TASK OBJECTIVE:
Copy the records below from their start through the line that contains "[(423, 320)]", but leave out the pictures. Keep every line as it stands, except multiply each coordinate by 1.5 and round to whole numbers, with halves rounding up.

Photo-based point labeling data:

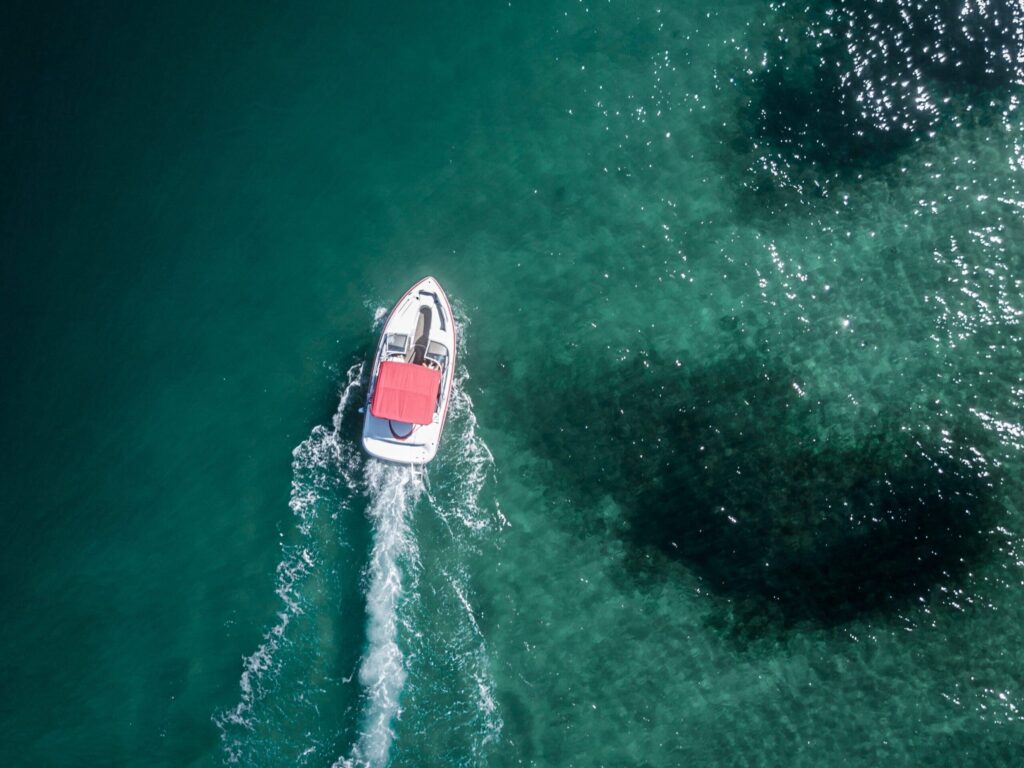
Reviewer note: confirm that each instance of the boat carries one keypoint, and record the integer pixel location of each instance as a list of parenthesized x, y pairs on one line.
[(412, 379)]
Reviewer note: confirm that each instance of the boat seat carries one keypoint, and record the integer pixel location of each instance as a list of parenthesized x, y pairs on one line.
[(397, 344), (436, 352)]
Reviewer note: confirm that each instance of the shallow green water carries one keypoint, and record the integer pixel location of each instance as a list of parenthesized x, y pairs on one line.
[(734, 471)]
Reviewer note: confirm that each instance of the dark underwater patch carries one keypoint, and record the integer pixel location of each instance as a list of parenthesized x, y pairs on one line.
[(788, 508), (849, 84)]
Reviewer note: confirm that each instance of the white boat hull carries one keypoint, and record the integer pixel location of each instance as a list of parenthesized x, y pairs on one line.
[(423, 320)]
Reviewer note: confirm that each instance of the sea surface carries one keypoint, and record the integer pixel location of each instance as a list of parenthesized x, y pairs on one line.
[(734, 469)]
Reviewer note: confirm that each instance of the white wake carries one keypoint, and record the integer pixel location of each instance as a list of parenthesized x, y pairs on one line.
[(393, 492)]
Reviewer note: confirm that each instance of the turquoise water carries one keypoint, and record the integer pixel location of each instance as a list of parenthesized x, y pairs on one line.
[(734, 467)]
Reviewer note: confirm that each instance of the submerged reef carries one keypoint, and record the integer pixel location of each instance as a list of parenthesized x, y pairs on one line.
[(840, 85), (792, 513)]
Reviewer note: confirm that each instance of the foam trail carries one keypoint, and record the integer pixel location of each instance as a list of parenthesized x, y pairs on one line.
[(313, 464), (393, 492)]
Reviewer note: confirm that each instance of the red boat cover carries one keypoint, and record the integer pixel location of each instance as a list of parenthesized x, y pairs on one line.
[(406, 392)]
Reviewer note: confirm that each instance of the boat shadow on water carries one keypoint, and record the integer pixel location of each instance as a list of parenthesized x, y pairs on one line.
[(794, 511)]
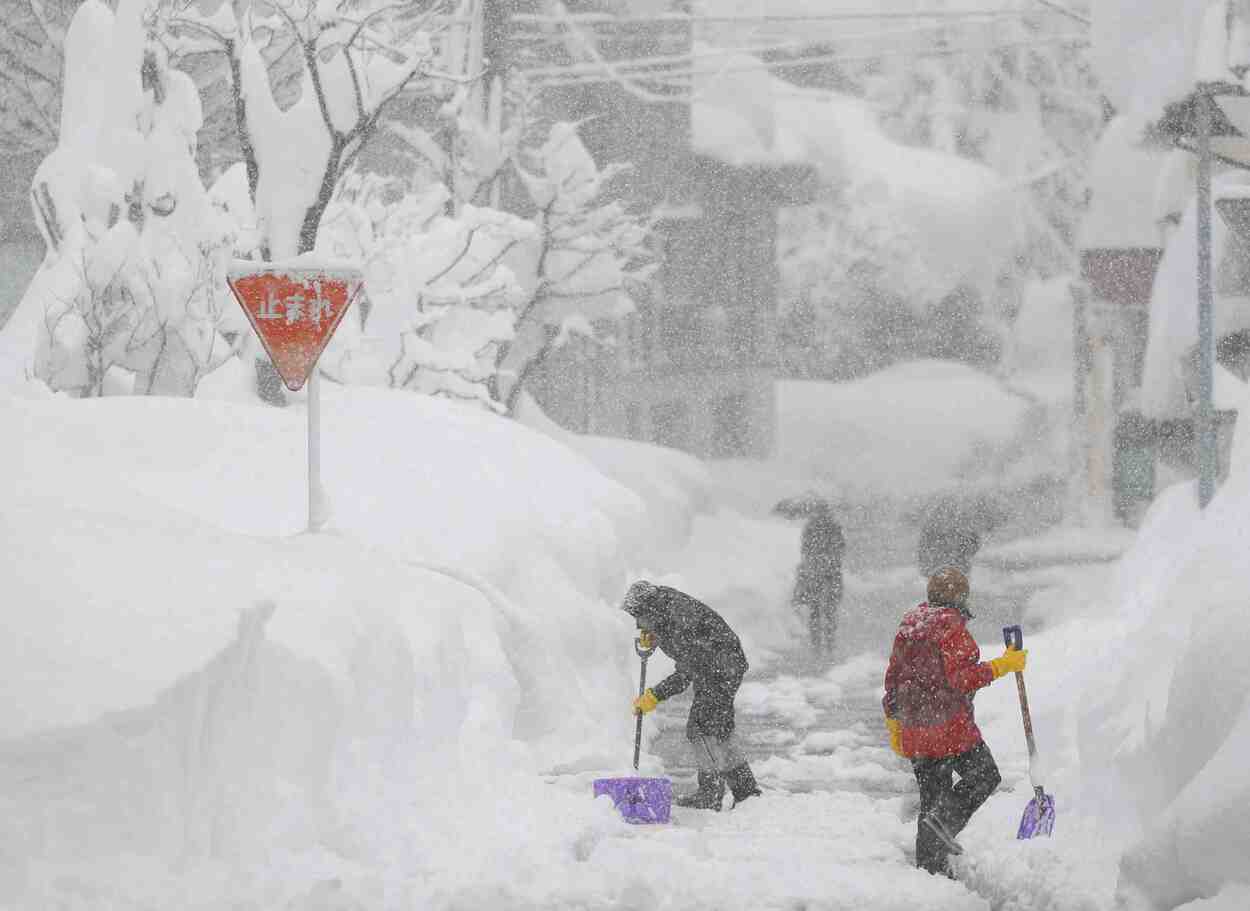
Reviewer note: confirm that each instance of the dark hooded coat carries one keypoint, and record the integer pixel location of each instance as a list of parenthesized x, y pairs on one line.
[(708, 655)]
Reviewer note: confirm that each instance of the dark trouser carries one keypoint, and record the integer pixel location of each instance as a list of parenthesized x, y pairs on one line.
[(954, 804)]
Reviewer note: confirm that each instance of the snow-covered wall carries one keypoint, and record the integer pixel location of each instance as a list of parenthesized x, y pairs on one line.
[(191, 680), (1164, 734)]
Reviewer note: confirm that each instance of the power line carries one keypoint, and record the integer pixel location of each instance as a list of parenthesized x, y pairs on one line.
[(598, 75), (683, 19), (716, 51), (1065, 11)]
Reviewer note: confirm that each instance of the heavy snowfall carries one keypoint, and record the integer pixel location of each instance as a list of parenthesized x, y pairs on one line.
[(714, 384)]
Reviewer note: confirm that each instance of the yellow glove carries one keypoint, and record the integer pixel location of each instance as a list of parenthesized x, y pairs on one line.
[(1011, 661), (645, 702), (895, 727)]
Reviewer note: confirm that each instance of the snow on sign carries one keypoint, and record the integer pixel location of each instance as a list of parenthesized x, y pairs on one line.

WORKED ANSWER:
Reviewer note: confirm that each instance of the boat carries one keypoint, and record the integer pixel location of each instance as a list of parenthesized x, y pairs on one line.
[(618, 569)]
Reviewer note: confirm that each instance of the boat seat carries one keypoint, and record the integer pixel location of each instance as a list of parenthesized x, y pairs on one line.
[(596, 516), (654, 528)]
Reviewer note: confirm that each instance of the shallow green water carries one keypoint, and record the integer pixel location of each instance as a list of parenthesized x, y pairs on one line.
[(1101, 707)]
Reviewer note: confirm that each instance of the dark underwater patch carries one keypoint, and record the integer pixel location of each instance as a list of parenthesized x, y pairs on one line.
[(1182, 762), (1274, 126)]
Reviewer note: confirm that each instance of the white boat hull carries one keypoint, and record the integer pixel location of each instance as a list of parenthesized x, y pairs on one line.
[(635, 480)]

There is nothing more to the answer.